▶ _Study text_:

If Congress and the FCC decide to try again on net neutrality, they will have an easier time enacting a statute that draws a legal basis from Communications Act Title I and 1996 Telecom Act Section 706, Boucher said: The D.C. Circuit “was very explicit that the strong grant of authority that’s contained” in Section 706 is a sound legal basis for net neutrality rules.
End Pingpong?
“There’s general agreement that we need legislation” even in a Democratic trifecta, “not just to end the game of pingpong but also because you now have" 6-3 majority-conservative Supreme Court that “will say Congress has to actually delegate authority to the FCC to adopt net neutrality rules,” said Georgetown Law Institute for Technology Law & Policy's Gigi Sohn. “You want Congress to settle the authority question and the rules question.” If “Democrats hold all the levers, it’s going to happen,” she said. If Republicans retain control of the Senate, that “doesn’t mean” passage of a measure “is not going to happen, but it’s going to be more difficult."

▶ _Task requirements_: According to the net neutrality text, which two questions does Gigi Sohn want Congress to settle? The material has no connection to the net neutrality text.

▶ _Data to examine_:
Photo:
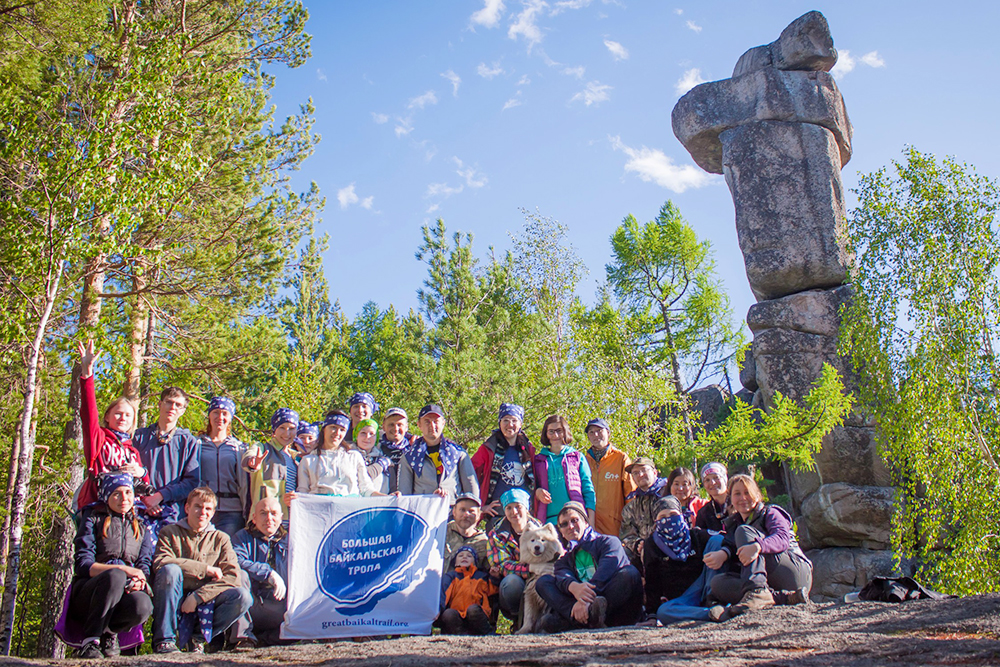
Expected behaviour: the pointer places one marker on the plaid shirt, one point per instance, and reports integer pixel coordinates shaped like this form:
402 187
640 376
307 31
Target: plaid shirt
505 550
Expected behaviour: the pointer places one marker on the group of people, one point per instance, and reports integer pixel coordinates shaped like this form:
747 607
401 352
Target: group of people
193 530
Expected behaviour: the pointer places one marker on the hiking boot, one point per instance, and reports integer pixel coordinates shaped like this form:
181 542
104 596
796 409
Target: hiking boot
109 645
167 646
90 650
757 598
597 615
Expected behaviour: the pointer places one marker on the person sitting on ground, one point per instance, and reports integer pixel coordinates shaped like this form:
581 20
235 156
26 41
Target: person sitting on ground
361 406
765 564
593 585
393 443
465 596
504 462
377 465
195 565
463 530
172 455
333 469
221 466
611 483
261 551
682 485
671 554
710 517
561 472
272 466
107 446
306 436
639 515
505 551
435 464
112 556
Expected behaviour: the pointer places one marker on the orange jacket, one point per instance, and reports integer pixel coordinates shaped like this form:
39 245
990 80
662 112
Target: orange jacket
611 485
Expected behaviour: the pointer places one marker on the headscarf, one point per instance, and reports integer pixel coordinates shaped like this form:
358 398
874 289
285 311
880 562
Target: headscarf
366 398
222 403
282 416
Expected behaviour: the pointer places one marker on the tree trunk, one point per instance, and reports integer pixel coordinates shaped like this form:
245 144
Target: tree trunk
26 450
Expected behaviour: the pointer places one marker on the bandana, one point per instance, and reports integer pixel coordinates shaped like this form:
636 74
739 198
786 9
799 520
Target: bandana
338 420
673 537
365 422
366 398
653 490
511 410
283 416
108 482
450 455
307 428
222 403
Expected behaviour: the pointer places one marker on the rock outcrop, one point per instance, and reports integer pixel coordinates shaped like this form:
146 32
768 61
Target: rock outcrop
778 131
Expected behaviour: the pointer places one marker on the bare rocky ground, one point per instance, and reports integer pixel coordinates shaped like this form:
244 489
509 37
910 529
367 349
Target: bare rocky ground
950 632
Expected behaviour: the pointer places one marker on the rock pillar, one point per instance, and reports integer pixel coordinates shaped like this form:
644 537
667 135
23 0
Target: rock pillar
778 131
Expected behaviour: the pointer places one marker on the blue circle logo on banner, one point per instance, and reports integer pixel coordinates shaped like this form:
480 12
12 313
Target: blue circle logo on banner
368 555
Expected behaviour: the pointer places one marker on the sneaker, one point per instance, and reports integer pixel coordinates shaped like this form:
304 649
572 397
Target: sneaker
109 645
90 650
167 646
598 613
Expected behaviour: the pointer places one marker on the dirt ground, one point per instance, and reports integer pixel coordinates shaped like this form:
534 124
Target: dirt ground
950 632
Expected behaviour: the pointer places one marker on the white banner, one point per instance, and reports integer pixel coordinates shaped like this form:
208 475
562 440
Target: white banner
364 566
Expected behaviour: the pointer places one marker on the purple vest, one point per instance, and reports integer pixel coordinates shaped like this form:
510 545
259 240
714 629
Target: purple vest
571 473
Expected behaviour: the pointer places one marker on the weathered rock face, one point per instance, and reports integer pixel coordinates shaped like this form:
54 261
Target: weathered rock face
779 132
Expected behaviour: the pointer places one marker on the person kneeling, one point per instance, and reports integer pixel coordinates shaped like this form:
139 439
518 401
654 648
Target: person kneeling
465 597
261 551
195 565
594 585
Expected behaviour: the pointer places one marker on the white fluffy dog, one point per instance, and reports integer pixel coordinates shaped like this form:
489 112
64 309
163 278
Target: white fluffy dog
540 548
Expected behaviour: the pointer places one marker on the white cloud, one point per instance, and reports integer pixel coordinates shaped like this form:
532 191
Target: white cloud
563 5
616 49
473 178
873 59
442 190
488 72
512 102
652 165
594 93
455 79
420 101
489 15
689 80
525 25
403 126
346 196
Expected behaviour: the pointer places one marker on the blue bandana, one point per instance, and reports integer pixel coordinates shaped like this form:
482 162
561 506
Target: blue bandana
339 420
283 416
222 403
673 536
366 398
108 482
306 427
511 410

▶ _Written response_: The authority question and the rules question.